(Records from a data collection)
--- Start ---
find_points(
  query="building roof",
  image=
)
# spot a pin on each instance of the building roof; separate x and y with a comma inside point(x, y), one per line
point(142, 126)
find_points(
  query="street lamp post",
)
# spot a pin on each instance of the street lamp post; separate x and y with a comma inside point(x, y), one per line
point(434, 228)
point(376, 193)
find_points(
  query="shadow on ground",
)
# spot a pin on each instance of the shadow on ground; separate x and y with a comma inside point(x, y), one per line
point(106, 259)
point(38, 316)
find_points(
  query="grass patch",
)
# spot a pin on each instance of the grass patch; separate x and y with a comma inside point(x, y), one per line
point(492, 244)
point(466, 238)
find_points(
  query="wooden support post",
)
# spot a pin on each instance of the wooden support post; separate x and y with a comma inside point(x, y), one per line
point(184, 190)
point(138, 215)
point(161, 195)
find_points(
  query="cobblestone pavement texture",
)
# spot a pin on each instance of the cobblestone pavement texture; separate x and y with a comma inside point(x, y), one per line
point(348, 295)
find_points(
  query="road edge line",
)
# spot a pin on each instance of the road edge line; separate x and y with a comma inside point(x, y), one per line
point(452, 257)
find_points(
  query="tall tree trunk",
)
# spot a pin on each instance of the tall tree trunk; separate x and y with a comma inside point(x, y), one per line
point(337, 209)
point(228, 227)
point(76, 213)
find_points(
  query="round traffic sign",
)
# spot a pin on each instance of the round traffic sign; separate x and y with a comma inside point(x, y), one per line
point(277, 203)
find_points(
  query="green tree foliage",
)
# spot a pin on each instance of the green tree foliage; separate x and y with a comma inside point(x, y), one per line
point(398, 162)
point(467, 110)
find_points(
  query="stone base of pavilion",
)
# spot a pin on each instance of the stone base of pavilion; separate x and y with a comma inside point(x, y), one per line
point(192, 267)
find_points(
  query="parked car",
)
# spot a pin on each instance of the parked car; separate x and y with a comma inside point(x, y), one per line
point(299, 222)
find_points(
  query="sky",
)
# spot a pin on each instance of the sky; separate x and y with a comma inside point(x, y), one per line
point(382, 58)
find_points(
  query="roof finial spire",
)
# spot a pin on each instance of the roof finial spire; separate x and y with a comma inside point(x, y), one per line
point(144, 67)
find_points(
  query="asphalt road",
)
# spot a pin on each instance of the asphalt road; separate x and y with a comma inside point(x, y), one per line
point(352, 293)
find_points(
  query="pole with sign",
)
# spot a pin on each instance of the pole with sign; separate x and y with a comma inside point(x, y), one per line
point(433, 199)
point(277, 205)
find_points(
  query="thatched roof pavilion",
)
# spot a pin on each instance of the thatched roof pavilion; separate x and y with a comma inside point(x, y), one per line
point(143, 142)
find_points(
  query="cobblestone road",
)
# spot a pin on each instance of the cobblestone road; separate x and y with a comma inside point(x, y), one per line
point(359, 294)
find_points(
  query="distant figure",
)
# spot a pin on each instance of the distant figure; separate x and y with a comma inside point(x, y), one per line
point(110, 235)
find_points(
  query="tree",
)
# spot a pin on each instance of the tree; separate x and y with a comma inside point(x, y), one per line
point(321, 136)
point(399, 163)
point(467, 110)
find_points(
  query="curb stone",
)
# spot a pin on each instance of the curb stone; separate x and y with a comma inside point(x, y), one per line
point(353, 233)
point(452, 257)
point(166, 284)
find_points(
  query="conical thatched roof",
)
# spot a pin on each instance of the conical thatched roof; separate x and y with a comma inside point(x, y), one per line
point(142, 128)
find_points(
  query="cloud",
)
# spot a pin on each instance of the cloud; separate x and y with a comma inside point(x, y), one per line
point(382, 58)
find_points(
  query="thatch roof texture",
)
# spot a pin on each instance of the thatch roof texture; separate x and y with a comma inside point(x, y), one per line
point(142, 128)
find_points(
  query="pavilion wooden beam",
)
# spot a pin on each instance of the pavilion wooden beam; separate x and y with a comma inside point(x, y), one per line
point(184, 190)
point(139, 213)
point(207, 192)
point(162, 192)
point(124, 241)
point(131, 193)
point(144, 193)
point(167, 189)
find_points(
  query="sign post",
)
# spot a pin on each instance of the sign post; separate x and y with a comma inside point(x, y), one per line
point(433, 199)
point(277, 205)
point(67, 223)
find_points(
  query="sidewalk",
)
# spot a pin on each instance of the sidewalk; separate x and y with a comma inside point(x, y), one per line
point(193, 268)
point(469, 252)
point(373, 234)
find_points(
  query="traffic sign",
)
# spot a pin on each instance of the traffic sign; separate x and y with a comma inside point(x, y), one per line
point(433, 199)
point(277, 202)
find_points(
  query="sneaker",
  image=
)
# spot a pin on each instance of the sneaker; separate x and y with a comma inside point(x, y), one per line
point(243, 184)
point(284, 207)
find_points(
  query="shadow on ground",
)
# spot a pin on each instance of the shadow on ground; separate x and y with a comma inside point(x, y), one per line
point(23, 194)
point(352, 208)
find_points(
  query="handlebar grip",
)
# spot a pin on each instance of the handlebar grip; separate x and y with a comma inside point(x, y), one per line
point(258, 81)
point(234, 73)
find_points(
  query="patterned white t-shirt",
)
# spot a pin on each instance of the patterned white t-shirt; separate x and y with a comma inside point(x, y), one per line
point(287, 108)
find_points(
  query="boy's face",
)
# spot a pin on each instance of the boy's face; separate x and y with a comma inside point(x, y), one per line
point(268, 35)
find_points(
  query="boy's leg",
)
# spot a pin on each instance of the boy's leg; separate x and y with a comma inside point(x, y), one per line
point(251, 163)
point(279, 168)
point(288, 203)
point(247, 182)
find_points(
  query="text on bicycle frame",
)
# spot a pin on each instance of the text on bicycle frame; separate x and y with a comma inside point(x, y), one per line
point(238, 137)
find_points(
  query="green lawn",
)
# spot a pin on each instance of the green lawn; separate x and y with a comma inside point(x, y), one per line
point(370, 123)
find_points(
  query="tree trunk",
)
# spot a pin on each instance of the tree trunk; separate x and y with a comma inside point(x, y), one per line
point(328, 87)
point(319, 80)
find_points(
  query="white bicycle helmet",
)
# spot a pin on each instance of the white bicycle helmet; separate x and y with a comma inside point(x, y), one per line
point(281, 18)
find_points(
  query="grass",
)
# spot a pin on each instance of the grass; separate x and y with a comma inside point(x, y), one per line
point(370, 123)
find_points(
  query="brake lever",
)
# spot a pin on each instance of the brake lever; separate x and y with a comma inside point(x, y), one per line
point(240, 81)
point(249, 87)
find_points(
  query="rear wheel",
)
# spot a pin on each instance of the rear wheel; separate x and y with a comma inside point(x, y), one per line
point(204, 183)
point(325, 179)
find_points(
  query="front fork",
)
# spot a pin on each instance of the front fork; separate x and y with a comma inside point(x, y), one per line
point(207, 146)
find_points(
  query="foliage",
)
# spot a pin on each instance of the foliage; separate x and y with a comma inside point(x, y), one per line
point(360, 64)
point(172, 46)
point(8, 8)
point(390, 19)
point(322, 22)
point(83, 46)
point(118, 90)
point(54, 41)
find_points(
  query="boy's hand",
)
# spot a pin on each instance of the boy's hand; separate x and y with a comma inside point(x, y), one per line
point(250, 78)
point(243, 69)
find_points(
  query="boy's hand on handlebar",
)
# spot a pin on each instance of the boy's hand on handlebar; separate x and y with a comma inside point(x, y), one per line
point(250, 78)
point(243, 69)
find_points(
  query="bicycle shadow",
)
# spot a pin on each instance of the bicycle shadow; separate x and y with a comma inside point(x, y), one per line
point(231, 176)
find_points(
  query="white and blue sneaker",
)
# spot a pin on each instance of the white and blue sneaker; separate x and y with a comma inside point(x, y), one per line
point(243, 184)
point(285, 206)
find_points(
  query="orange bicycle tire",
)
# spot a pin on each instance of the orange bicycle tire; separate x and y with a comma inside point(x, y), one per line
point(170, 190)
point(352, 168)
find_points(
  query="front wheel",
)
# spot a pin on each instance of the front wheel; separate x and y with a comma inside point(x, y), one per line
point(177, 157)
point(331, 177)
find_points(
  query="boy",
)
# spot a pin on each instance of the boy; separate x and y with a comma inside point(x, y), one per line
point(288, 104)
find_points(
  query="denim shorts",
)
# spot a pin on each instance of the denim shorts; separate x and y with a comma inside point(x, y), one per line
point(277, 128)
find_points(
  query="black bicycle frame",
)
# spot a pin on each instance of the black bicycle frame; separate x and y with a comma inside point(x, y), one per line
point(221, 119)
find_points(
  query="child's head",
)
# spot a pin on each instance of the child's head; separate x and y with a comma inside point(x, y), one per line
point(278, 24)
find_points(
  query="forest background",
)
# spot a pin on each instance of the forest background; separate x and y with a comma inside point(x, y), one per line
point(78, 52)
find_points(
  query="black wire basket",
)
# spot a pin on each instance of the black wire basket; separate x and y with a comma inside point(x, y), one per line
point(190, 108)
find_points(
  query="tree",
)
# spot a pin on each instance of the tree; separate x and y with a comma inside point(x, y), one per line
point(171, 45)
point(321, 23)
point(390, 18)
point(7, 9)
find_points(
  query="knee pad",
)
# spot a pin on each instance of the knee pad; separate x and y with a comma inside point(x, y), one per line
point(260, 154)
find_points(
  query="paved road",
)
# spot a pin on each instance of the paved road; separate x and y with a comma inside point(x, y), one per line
--- End ---
| Given request |
Reproduce the data word for word, from its first line through the line containing "point(76, 213)", including both of those lines.

| Task solution |
find_points(
  query="building roof",
  image=
)
# spot a pin on each instance of the building roof; separate x and y with a comma inside point(x, y), one per line
point(142, 126)
find_points(
  query="street lamp post",
)
# spot a pin on each instance of the street lamp post; separate x and y with a comma inside point(x, y), one per line
point(434, 228)
point(376, 193)
find_points(
  query="shadow on ground",
)
# spot a pin on each instance of the shadow on ground; separate x and y with a comma inside point(x, y), one per line
point(106, 259)
point(38, 316)
find_points(
  query="grass patch",
)
# spot a pin on each instance of the grass patch; separate x and y with a comma inside point(x, y), one per line
point(492, 244)
point(466, 238)
find_points(
  query="wooden support post",
)
# spot a pin on each instance of the wooden support post; separate x and y with a comma inside point(x, y), one per line
point(184, 190)
point(138, 215)
point(161, 195)
find_points(
  query="cobblestone pavement texture",
)
# spot a pin on each instance of the cobblestone pavement texture; separate x and y with a comma inside point(x, y), one per line
point(348, 295)
find_points(
  query="road edge line",
)
# spot a pin on each instance of the road edge line; separate x and y with a comma inside point(x, y), one per line
point(452, 257)
find_points(
  query="tall tree trunk",
)
# spot a pin on each instance of the tall tree trunk; separate x and y with a comma inside point(x, y), one per line
point(337, 209)
point(228, 227)
point(76, 213)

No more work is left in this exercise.